**** PASSAGE PROVIDED ****

4. Principles and Performance Comparison of ETC and UCB

4. Principles and Performance Comparison of ETC and UCB#

Table of Contents#

Core Concepts and Notations
ETC (Explore-Then-Commit) Algorithm
UCB (Upper Confidence Bound) Algorithm
Regret Analysis
Improved UCB: Asymptotically Optimal UCB
Key Conclusions

I. Core Concepts and Notations#

Key Symbols#

Suboptimality Gap ($\Delta_i$): $\Delta_i = \mu^* - \mu_i$, where $\mu^*$ is the optimal mean reward, and $\mu_i$ is the mean reward of arm $i$.
Horizon ($n$): Total number of rounds the algorithm runs.
Cumulative Regret ($R_n$): $R_n = \sum (\text{Losses from choosing suboptimal arms})$
Exploration vs. Exploitation: Fundamental trade-off between gathering information (exploration) and maximizing immediate reward (exploitation).

II. ETC (Explore-Then-Commit) Algorithm#

Two Phases#

Exploration Phase: First $m$ rounds, each arm is sampled $m$ times.

****

TASK TO COMPLETE – Reproduce the ETC and UCB page word for word, everything from "I. Core Concepts" down to "the algorithm runs.". Work from the ETC and UCB page alone.

**** RAW DATA ****

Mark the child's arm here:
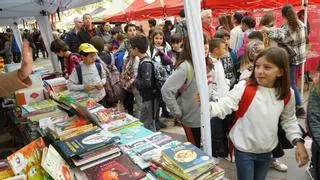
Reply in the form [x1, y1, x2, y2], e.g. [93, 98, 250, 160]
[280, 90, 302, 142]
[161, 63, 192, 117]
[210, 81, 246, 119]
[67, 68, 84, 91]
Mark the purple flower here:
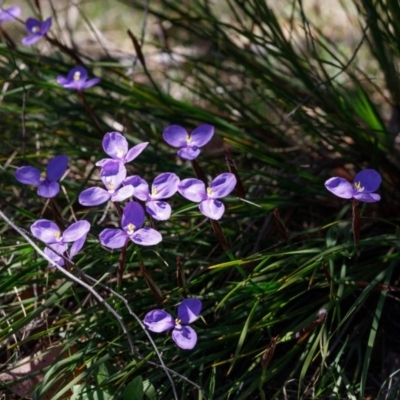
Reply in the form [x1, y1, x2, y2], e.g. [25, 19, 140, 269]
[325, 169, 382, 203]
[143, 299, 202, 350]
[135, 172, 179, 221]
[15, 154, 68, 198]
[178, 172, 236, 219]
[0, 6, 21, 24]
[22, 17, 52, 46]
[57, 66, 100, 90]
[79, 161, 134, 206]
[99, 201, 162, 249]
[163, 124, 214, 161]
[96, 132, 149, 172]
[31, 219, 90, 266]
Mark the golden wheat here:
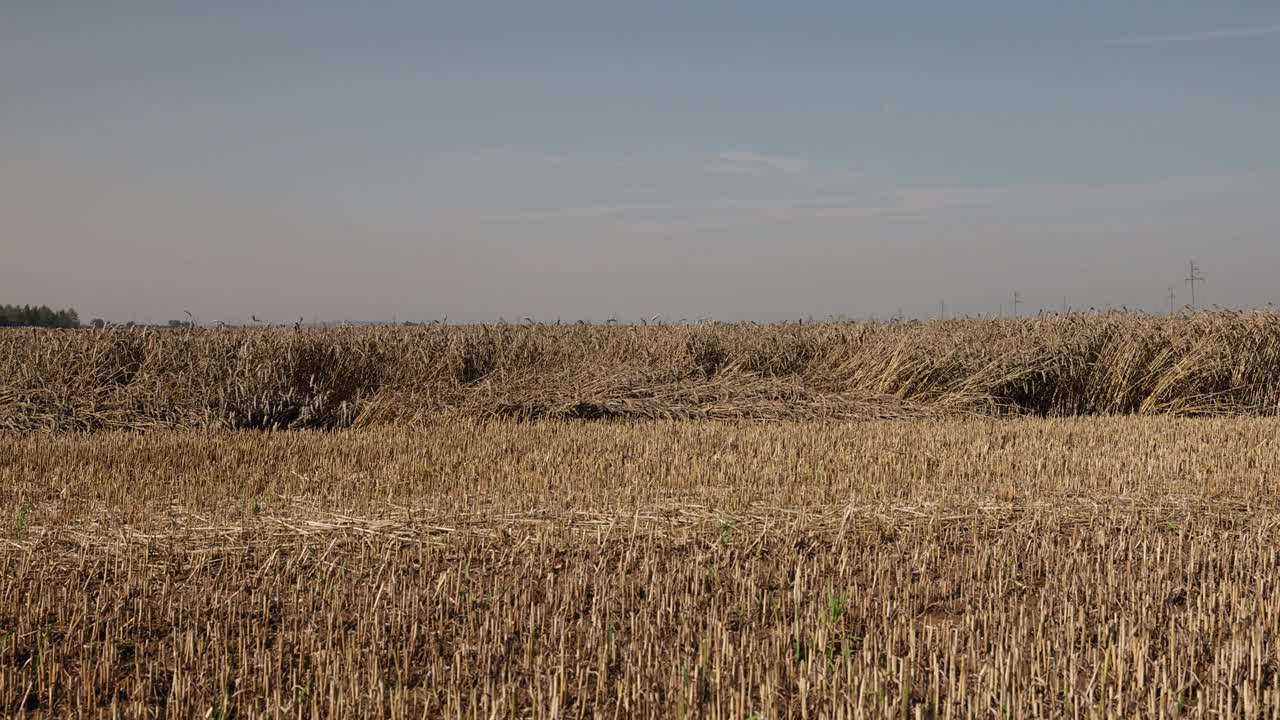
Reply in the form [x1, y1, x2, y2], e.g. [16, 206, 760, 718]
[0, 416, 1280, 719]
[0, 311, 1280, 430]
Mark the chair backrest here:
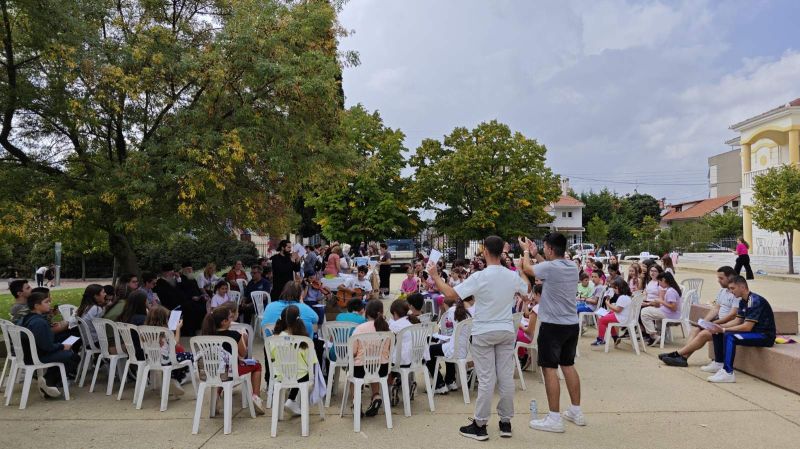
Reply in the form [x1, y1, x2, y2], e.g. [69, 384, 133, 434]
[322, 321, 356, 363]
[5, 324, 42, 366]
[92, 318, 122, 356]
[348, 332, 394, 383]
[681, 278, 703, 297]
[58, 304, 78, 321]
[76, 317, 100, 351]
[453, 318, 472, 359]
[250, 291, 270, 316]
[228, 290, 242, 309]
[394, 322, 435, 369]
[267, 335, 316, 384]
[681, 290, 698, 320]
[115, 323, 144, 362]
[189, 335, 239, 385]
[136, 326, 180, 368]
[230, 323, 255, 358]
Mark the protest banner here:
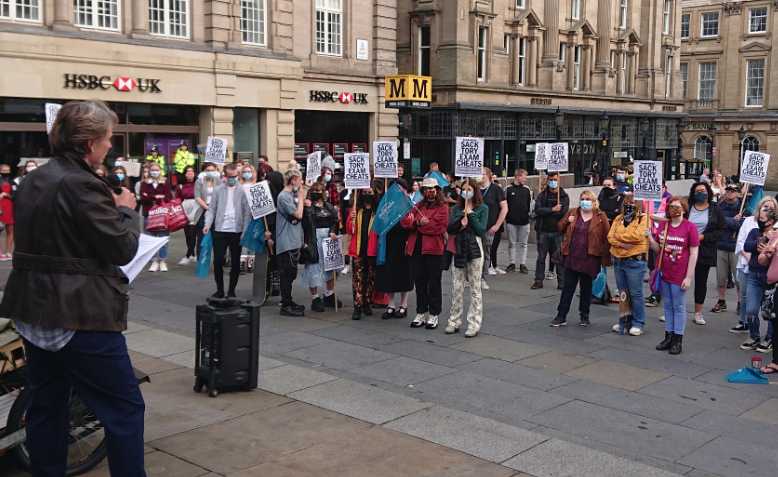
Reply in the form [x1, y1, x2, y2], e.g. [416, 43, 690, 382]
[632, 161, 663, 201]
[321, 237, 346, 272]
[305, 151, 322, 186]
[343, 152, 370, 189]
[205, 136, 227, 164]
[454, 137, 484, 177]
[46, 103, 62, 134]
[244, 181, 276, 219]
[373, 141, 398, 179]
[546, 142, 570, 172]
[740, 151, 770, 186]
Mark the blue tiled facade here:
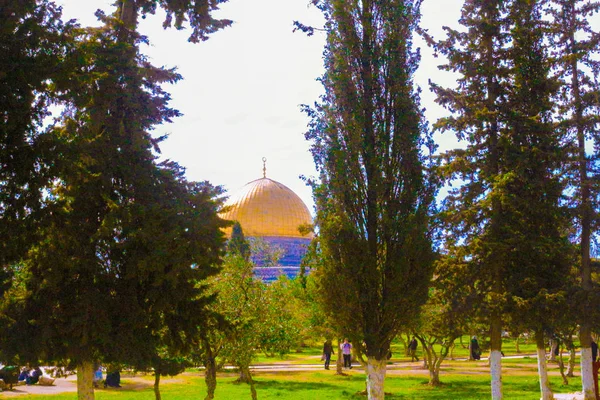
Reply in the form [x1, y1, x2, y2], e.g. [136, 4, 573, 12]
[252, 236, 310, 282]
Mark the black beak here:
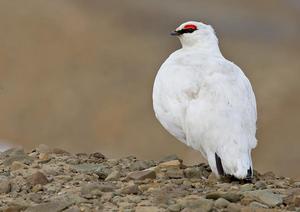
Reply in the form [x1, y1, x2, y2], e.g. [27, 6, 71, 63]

****

TASK ANSWER –
I. Core Concepts and Notations#

Key Symbols#

Suboptimality Gap ($\Delta_i$): $\Delta_i = \mu^* - \mu_i$, where $\mu^*$ is the optimal mean reward, and $\mu_i$ is the mean reward of arm $i$.
Horizon ($n$): Total number of rounds the algorithm runs.